Фрагмент текста -
Сколько стоит содержать своего сына в тюрьме
Из условий содержания людей в СИЗО и колониях появляется еще одна проблема: это дорого – для семьи осуждённых. Матери-328 рассказывают, как передачками пытаются компенсировать детям тюремное меню – годами есть только то, чем там кормят, несколько опасно. К тому же немалые деньги уходят на адвокатов и судебные издержки.
Ирина Шакурская, мать Влада: «Когда ребенок только попадает под задержание, нужны адвокаты. У нас расценки такие – от 250 рублей до 500 рублей. Это день работы адвоката: либо подготовка документа, либо посещение ребенка в СИЗО, либо день в суде, ознакомление с делом. Когда заканчивается суд, у родителей накапливается сумма размером от тысячи до трех тысяч долларов – это нужно отдать адвокату. И это только расходы до суда.
На суде могут начислить судебные издержки – это экспертизы, которые они делают, анализы ребенку, экспертизы изъятого вещества. Суммы могут множиться до 500 рублей, 1500 рублей. В нашем случае – по 315 рублей в каждой экспертизе. Издержки приходят письмом на имя ребенка в почтовый ящик. Родители идут и оплачивают.
Пока ребенок сидит в СИЗО, любая мама заботится о передачах. Пока детям не исполнится восемнадцать лет, можно передавать неограниченное количество килограмм. Только на эти передачки у некоторых мам-328 уходило до пятисот долларов. Иногда, бывает, передаешь больше, потому что в письме ребенок сообщает: с ним сидит такой же молодой парень, только ему никто ничего не передает. Тогда ты стараешься привезти больше вещей.
Еда ложится на плечи родителей. Ребенок может рассказать, что весь день их кормили, например, капустой. На завтрак – тушеная капуста с молоком, днем капуста как гарнир, а вечером суп с капустой. Как ни крути, на таком питании долго не протянешь.
Они пока сидят в СИЗО, не видят солнечного света. А в СИЗО находятся от полугода до года. Казалось бы, что там расследовать одиннадцать месяцев? Потом, если ребенку исполнилось восемнадцать лет, его отправят во взрослую колонию. Если не исполнилось – в детскую. На момент задержания они несовершеннолетние, а после суда уже попадают в разные колонии. Поэтому кажется, что в детской колонии сидит только 200 человек. Но ведь еще очень много восемнадцатилетних разбросано по всем колониям Беларуси!
Длительное свидание тоже оплачивается. Стоит оно во взрослой колонии около двенадцати рублей, а в детской дороже – около сорока.
Кстати, в детской колонии передачи один раз в два месяца, а во взрослой реже: один раз в три месяца. Так что передача может стоить и семьсот рублей. Беларусь – не богатая страна: чтобы поддерживать своего ребенка в колонии, родителям часто приходится влезать в долги, брать кредиты, продавать имущество. И это на десяток лет».

Короткая задача -
Ответьте по тексту о расходах семей осуждённых:
1. Сколько стоит день работы адвоката?
2. Сколько стоит длительное свидание в детской колонии?
3. Как часто разрешены передачи во взрослой колонии?
Этот материал взят из другого источника.

(Материал с указанием точек)
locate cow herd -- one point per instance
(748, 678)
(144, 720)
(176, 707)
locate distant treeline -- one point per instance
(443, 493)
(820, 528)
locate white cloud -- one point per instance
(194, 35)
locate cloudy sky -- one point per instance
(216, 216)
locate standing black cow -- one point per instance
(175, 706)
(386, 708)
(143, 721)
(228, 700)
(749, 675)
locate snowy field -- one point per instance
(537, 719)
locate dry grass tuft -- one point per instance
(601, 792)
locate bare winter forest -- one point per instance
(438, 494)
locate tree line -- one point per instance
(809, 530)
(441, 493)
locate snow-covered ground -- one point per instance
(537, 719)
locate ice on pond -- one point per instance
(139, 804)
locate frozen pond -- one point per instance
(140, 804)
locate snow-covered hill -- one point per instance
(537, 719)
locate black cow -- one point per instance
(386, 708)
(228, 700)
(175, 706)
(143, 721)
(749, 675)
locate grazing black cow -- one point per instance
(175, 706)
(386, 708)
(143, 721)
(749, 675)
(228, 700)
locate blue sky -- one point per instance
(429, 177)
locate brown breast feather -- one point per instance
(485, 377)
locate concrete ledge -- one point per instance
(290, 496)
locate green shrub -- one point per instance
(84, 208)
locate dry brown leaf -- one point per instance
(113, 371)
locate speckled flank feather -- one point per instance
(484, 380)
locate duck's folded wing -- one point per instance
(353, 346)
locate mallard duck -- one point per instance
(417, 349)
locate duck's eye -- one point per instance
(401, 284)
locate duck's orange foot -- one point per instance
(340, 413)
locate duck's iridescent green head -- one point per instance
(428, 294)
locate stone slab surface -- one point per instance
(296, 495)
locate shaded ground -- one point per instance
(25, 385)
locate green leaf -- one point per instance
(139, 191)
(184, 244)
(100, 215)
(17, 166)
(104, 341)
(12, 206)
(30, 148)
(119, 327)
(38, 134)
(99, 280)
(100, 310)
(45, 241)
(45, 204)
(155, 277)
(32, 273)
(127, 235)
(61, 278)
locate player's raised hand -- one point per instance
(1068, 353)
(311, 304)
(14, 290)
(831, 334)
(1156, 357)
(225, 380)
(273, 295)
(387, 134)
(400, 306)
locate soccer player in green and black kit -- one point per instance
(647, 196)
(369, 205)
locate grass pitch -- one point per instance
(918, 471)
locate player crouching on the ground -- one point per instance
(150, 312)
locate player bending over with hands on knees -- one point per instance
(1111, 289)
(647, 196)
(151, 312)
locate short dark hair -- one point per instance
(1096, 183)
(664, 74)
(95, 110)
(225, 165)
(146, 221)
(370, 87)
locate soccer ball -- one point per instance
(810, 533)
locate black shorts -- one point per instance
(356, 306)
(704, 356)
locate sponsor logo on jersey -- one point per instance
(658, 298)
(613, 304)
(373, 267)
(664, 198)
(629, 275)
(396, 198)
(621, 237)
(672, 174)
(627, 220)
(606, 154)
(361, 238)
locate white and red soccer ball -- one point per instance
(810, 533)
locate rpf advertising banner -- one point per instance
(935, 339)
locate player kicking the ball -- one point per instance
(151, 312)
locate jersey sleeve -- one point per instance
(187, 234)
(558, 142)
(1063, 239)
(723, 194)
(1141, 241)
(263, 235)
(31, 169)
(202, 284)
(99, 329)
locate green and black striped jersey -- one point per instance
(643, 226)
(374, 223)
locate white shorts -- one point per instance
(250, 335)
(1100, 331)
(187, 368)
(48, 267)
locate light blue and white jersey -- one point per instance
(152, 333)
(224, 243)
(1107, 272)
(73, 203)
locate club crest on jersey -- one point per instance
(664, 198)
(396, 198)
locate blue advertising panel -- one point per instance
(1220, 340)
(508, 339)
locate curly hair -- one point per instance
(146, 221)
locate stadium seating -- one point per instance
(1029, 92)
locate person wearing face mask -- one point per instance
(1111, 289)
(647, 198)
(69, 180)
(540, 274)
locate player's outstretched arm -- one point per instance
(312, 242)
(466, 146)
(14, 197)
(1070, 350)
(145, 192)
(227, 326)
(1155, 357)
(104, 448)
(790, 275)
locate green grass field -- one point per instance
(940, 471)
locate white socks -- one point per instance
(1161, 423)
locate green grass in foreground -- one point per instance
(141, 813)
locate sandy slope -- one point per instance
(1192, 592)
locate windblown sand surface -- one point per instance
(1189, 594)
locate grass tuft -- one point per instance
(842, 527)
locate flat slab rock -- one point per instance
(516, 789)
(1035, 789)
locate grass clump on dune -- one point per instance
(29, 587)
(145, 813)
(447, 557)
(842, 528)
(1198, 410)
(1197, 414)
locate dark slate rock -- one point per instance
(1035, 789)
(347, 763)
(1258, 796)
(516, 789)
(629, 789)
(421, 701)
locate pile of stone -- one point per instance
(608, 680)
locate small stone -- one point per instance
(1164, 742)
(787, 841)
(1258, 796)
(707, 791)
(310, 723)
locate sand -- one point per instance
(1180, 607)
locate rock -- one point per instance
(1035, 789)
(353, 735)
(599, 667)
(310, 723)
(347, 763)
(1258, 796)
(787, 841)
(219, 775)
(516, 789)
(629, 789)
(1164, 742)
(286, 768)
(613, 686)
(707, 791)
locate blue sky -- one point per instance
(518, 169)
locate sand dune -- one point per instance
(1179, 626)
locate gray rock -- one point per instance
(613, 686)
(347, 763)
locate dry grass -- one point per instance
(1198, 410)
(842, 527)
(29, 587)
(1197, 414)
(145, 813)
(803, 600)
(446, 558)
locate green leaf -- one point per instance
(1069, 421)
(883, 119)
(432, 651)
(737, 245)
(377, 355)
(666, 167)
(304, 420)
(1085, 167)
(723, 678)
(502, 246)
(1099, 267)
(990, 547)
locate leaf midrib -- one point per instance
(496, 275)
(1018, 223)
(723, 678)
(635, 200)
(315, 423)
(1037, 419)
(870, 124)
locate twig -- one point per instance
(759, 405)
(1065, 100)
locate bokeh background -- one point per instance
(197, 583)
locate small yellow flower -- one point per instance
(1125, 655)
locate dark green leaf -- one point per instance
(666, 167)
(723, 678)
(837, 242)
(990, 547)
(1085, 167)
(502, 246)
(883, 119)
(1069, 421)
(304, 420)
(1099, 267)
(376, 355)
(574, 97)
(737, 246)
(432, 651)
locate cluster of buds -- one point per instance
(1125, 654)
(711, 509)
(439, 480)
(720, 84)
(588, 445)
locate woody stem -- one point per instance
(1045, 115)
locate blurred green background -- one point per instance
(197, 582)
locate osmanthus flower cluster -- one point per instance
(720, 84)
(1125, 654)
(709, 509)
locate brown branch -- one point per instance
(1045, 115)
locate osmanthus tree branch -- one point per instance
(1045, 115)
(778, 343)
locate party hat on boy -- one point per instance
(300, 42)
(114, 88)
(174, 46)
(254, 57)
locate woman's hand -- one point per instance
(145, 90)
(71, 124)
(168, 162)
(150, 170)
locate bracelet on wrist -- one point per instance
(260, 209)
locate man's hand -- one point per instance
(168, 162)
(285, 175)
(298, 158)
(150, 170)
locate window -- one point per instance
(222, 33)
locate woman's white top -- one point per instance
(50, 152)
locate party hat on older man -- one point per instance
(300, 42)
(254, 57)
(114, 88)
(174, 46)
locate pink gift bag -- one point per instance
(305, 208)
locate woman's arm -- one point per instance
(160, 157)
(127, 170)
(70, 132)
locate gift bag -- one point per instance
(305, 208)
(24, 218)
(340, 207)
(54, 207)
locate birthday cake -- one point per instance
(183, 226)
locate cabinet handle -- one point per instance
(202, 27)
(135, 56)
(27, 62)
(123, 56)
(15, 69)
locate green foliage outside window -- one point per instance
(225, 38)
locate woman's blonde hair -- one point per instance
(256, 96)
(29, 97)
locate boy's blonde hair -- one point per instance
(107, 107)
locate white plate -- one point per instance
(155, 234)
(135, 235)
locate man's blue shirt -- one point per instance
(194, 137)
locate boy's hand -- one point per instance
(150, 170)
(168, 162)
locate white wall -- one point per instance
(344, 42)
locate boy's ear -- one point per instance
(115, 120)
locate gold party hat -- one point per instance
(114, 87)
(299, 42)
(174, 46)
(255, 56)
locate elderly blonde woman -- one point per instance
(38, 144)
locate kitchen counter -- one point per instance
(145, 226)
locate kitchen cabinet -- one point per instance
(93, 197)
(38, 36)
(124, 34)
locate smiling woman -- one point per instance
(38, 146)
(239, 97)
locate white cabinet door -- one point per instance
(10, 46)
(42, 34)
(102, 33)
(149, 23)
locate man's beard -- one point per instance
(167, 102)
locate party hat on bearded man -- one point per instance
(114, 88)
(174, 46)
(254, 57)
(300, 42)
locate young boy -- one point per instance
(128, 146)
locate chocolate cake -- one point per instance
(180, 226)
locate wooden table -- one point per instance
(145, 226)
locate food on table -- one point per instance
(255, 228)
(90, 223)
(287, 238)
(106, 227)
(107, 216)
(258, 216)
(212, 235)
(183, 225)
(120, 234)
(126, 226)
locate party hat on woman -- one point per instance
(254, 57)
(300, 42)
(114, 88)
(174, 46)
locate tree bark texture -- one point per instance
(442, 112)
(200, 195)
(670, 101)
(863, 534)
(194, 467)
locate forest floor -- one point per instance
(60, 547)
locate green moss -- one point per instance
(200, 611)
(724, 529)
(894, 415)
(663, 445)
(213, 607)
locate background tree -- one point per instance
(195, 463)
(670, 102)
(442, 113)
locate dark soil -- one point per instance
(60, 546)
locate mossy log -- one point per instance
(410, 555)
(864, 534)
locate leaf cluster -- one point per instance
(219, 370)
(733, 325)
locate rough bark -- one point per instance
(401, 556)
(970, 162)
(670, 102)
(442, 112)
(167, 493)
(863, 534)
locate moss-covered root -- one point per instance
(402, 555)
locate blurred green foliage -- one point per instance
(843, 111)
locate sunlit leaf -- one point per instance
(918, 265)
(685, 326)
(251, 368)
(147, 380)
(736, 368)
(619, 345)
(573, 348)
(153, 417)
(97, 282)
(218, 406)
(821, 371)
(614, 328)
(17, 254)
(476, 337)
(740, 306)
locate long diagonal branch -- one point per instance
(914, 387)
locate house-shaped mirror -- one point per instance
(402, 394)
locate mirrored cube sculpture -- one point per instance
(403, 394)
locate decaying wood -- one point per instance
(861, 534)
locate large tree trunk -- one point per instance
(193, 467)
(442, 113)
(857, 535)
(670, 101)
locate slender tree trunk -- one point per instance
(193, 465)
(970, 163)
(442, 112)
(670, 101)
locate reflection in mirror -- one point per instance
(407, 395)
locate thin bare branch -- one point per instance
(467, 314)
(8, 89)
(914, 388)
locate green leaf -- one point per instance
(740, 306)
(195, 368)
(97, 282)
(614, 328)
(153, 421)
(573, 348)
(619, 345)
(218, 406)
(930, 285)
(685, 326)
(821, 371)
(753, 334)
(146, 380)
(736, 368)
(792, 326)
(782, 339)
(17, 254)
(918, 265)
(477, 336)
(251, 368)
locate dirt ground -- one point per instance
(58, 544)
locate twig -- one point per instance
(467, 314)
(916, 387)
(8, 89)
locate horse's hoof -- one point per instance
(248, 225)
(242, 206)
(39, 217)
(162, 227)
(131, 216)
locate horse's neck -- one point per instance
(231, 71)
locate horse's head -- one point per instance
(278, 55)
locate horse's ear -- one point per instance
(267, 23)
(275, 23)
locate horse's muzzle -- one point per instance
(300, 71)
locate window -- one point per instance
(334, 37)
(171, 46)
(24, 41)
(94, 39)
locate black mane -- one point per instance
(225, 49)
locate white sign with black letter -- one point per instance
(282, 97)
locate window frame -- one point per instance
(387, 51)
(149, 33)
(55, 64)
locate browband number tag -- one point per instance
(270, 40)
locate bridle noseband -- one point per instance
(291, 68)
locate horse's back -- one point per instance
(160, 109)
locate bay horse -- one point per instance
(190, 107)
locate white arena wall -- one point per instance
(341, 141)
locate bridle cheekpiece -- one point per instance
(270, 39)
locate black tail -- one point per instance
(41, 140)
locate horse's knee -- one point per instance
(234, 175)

Результат задания -
1. От 250 до 500 рублей.
2. Около сорока рублей.
3. Один раз в три месяца.